From the entries below, keep only the lines that contain the string "foreground" and copy each of them in full. Matching is case-sensitive.

◇ ◇ ◇ ◇

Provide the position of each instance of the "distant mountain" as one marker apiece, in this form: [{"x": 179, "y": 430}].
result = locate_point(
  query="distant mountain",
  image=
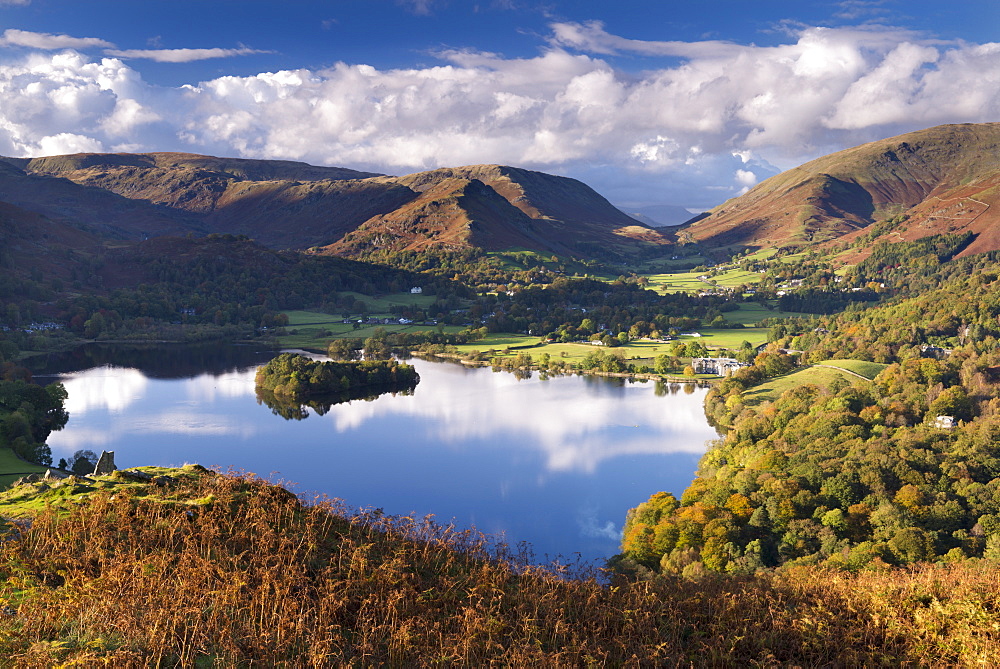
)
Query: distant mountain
[
  {"x": 659, "y": 215},
  {"x": 286, "y": 204},
  {"x": 942, "y": 179},
  {"x": 495, "y": 207}
]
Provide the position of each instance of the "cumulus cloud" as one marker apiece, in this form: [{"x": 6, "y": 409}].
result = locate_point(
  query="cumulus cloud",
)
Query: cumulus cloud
[
  {"x": 691, "y": 133},
  {"x": 180, "y": 55},
  {"x": 47, "y": 41}
]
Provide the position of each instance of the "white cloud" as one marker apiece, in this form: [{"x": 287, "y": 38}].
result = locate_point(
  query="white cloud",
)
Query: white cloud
[
  {"x": 180, "y": 55},
  {"x": 47, "y": 41},
  {"x": 691, "y": 133}
]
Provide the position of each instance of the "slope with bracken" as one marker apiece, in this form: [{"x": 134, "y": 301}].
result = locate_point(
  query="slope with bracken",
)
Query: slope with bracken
[{"x": 944, "y": 179}]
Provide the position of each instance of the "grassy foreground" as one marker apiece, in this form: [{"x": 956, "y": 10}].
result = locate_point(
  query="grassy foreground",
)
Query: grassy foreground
[{"x": 213, "y": 570}]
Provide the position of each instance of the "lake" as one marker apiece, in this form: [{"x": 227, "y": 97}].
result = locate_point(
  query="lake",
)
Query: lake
[{"x": 554, "y": 462}]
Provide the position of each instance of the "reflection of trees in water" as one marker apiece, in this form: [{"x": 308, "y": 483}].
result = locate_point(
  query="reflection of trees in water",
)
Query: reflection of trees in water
[
  {"x": 292, "y": 409},
  {"x": 161, "y": 361}
]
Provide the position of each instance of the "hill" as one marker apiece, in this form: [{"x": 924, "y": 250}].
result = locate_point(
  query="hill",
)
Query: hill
[
  {"x": 495, "y": 207},
  {"x": 942, "y": 179},
  {"x": 184, "y": 567},
  {"x": 136, "y": 196}
]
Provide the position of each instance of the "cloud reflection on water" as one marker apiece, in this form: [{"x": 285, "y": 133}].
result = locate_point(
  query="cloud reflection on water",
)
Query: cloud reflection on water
[
  {"x": 577, "y": 424},
  {"x": 575, "y": 430}
]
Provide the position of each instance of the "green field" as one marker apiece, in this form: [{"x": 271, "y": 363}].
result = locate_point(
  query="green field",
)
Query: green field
[
  {"x": 13, "y": 468},
  {"x": 314, "y": 330},
  {"x": 751, "y": 313},
  {"x": 383, "y": 304},
  {"x": 821, "y": 374},
  {"x": 869, "y": 370}
]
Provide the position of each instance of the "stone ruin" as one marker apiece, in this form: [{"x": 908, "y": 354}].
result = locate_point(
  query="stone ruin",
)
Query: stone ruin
[{"x": 105, "y": 464}]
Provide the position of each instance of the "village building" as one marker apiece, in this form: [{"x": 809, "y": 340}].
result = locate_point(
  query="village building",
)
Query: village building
[{"x": 719, "y": 366}]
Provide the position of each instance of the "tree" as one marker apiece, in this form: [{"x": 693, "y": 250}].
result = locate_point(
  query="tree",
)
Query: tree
[{"x": 343, "y": 349}]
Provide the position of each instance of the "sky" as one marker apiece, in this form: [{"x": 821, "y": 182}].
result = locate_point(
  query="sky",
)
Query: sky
[{"x": 650, "y": 102}]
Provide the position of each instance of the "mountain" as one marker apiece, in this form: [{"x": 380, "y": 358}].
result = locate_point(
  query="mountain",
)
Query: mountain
[
  {"x": 659, "y": 215},
  {"x": 285, "y": 204},
  {"x": 496, "y": 207},
  {"x": 942, "y": 179}
]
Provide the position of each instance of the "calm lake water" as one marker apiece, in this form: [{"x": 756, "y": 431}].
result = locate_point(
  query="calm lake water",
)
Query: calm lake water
[{"x": 555, "y": 462}]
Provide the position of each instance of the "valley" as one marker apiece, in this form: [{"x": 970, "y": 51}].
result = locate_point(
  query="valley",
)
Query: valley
[{"x": 857, "y": 296}]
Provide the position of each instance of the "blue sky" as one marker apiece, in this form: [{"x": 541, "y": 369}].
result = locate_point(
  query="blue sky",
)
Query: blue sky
[{"x": 650, "y": 102}]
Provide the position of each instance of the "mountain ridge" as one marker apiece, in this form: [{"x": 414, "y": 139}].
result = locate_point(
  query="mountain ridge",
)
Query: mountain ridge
[{"x": 835, "y": 197}]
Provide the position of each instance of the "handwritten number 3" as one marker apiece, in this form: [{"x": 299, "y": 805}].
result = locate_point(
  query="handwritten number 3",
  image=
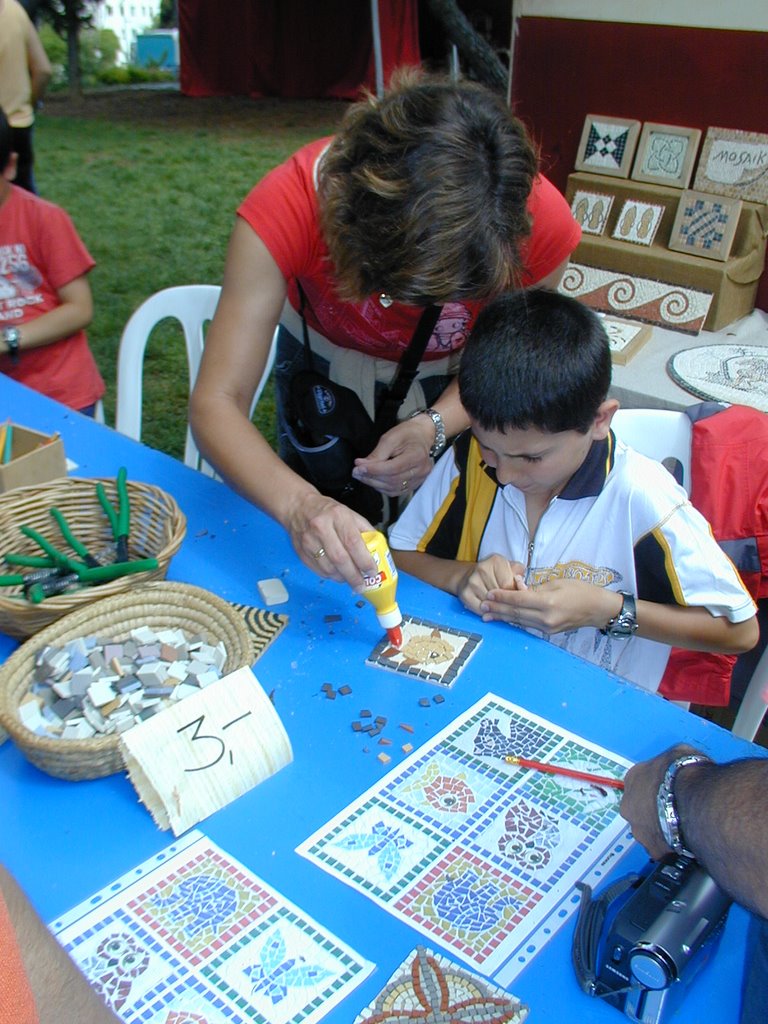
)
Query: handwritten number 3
[{"x": 197, "y": 734}]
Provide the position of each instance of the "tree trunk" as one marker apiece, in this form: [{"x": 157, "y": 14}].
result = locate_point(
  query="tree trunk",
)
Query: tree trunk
[
  {"x": 73, "y": 59},
  {"x": 477, "y": 53}
]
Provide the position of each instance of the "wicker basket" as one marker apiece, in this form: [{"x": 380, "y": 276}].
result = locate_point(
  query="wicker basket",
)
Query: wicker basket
[
  {"x": 159, "y": 605},
  {"x": 157, "y": 529}
]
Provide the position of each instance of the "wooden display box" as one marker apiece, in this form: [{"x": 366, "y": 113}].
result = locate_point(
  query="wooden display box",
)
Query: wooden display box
[
  {"x": 733, "y": 284},
  {"x": 35, "y": 458}
]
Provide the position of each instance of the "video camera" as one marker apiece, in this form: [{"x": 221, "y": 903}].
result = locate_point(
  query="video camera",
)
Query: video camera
[{"x": 643, "y": 940}]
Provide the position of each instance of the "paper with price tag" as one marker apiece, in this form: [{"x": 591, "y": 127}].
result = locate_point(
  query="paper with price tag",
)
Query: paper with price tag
[{"x": 198, "y": 756}]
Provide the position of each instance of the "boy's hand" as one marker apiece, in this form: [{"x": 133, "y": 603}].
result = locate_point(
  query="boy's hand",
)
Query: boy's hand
[
  {"x": 553, "y": 606},
  {"x": 495, "y": 573}
]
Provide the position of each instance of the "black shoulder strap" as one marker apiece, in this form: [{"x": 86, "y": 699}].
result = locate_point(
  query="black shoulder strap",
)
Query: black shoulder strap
[{"x": 408, "y": 368}]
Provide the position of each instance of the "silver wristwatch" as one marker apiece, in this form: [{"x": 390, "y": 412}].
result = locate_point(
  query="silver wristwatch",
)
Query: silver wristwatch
[
  {"x": 625, "y": 624},
  {"x": 669, "y": 820},
  {"x": 439, "y": 430}
]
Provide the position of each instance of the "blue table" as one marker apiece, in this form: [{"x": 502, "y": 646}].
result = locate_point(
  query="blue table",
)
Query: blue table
[{"x": 66, "y": 840}]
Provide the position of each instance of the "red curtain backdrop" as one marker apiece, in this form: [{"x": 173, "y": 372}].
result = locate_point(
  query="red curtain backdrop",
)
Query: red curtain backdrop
[
  {"x": 699, "y": 78},
  {"x": 291, "y": 48}
]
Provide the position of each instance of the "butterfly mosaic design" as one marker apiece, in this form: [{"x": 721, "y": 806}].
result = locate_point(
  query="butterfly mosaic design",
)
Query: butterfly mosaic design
[
  {"x": 383, "y": 842},
  {"x": 276, "y": 973}
]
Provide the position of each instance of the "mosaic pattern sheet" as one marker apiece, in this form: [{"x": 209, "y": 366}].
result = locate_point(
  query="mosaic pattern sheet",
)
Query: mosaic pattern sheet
[
  {"x": 193, "y": 936},
  {"x": 431, "y": 988},
  {"x": 475, "y": 854}
]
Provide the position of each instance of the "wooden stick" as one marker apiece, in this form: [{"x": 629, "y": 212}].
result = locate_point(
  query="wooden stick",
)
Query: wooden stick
[{"x": 616, "y": 783}]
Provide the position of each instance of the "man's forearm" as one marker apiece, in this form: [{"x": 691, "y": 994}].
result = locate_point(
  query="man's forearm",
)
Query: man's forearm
[{"x": 724, "y": 818}]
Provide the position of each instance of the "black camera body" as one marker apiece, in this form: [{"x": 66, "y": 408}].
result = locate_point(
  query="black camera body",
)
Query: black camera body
[{"x": 656, "y": 937}]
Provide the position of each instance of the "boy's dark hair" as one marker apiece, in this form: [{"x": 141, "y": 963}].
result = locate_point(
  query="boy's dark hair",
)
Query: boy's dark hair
[
  {"x": 5, "y": 142},
  {"x": 423, "y": 193},
  {"x": 536, "y": 358}
]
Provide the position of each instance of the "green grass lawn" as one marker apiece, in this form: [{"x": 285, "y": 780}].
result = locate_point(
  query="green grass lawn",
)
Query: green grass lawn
[{"x": 155, "y": 204}]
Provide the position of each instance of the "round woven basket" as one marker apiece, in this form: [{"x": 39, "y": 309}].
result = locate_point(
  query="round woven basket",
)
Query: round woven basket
[
  {"x": 157, "y": 529},
  {"x": 159, "y": 605}
]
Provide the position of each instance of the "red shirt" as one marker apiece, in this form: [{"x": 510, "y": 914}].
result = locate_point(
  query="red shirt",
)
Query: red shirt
[
  {"x": 41, "y": 251},
  {"x": 282, "y": 209}
]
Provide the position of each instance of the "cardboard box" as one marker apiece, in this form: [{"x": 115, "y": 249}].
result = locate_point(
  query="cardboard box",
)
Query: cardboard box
[
  {"x": 733, "y": 284},
  {"x": 35, "y": 458}
]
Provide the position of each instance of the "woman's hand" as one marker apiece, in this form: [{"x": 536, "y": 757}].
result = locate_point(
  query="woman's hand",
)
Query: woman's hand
[
  {"x": 400, "y": 461},
  {"x": 327, "y": 538}
]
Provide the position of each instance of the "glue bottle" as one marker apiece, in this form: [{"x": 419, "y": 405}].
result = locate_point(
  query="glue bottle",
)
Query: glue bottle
[{"x": 380, "y": 588}]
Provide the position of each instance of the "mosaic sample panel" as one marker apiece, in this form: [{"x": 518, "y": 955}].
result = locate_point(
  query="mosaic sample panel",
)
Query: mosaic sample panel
[
  {"x": 591, "y": 210},
  {"x": 625, "y": 338},
  {"x": 430, "y": 987},
  {"x": 652, "y": 301},
  {"x": 476, "y": 854},
  {"x": 192, "y": 935},
  {"x": 737, "y": 374},
  {"x": 666, "y": 155},
  {"x": 607, "y": 145},
  {"x": 705, "y": 225},
  {"x": 734, "y": 163},
  {"x": 431, "y": 652},
  {"x": 638, "y": 221}
]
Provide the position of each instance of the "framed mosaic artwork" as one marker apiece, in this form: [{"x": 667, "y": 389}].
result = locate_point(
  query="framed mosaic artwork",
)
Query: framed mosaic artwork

◇ ◇ ◇ ◇

» OUTPUT OF THE TASK:
Provide the position of each instance of the "grassy foreground" as one marker apiece, in this form: [{"x": 956, "y": 10}].
  query="grassy foreground",
Query: grassy foreground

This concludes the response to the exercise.